** Objetivo planteado 1 **
Explica por qué, según el pasaje, a Victoria le cuesta aceptar las cosas, los hechos y las personas.

** Pasaje **
------------------------------------------------------------------------

Quién soy.
Me llamo Victoria. Tengo veintinueve años.
Y no sé por dónde seguir. Recién venía en el auto, pensando
en todas las cosas que tenía para escribir al respecto y ahora no se me ocurre
ni una.
Estoy a punto de terminar un libro en el que nueve mujeres son
reunidas por su psicóloga. Ella está convencida de que “las heridas empiezan a
sanar cuando se rompen las cadenas del silencio.” Estas mujeres cuentan sus
historias: la mayoría de edades diferentes (desde 19 hasta setenta, creo), y
cada una con una experiencia de vida distinta a las demás. Esto es lo que pensé
después de leer a algunas.
Francisca. Aprende a vivir con la relación
con su madre porque, según ella, cosas así no se superan. Hace lo único
importante que podía hacer: quebrar la línea de la repetición, “mis hijas están
a salvo”, dice. Pensé en el “acto” de aceptar
y todavía estoy lejos de hacerlo, ni sé si estoy en camino. En principio, de
aceptarme. Dicen que se empieza por uno –quererse, respetarse–, así que tal vez
una vez que acepte quién soy pueda aceptar las cosas, hechos, personas. Creo que mi problema con la aceptación es que
no puedo verme ni a nada ni nadie realmente, sino a través de mis fantasías
(¿imaginación? No recuerdo el nombre que le puso mi psicóloga). Conocemos las
consecuencias: desilusión y enojo, con frecuencia. Con respecto a quebrar la
línea de repetición (escribí la línea de
repetir errores y cuando leí unos renglones más arriba la corregí), me
pregunto si es posible. Pienso en qué es lo que se puede cambiar.

------------------------------------------------------------------------

** Objetivo planteado 2 **
Formatea como una lista JSON de cadenas las filas que empiezan en la línea que contiene "Practice step: find the gabled" y terminan al final de las filas, ambos extremos incluidos, con una cadena por línea y sin líneas en blanco.

------------------------------------------------------------------------

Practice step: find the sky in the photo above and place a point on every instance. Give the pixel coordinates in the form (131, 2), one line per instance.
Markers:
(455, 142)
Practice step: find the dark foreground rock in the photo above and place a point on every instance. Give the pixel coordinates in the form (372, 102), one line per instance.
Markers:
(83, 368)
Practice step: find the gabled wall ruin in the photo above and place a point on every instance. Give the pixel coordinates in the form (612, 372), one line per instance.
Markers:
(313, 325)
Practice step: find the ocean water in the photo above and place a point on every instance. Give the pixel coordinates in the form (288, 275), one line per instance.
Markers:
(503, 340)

------------------------------------------------------------------------

** Solución completa 1 **
Victoria no puede verse a sí misma, ni a nada ni a nadie, tal como realmente es. Lo ve todo a través de sus fantasías. Según el pasaje, eso trae con frecuencia desilusión y enojo.

** Solución completa 2 **
[
  "Practice step: find the gabled wall ruin in the photo above and place a point on every instance. Give the pixel coordinates in the form (612, 372), one line per instance.",
  "Markers:",
  "(313, 325)",
  "Practice step: find the ocean water in the photo above and place a point on every instance. Give the pixel coordinates in the form (288, 275), one line per instance.",
  "Markers:",
  "(503, 340)"
]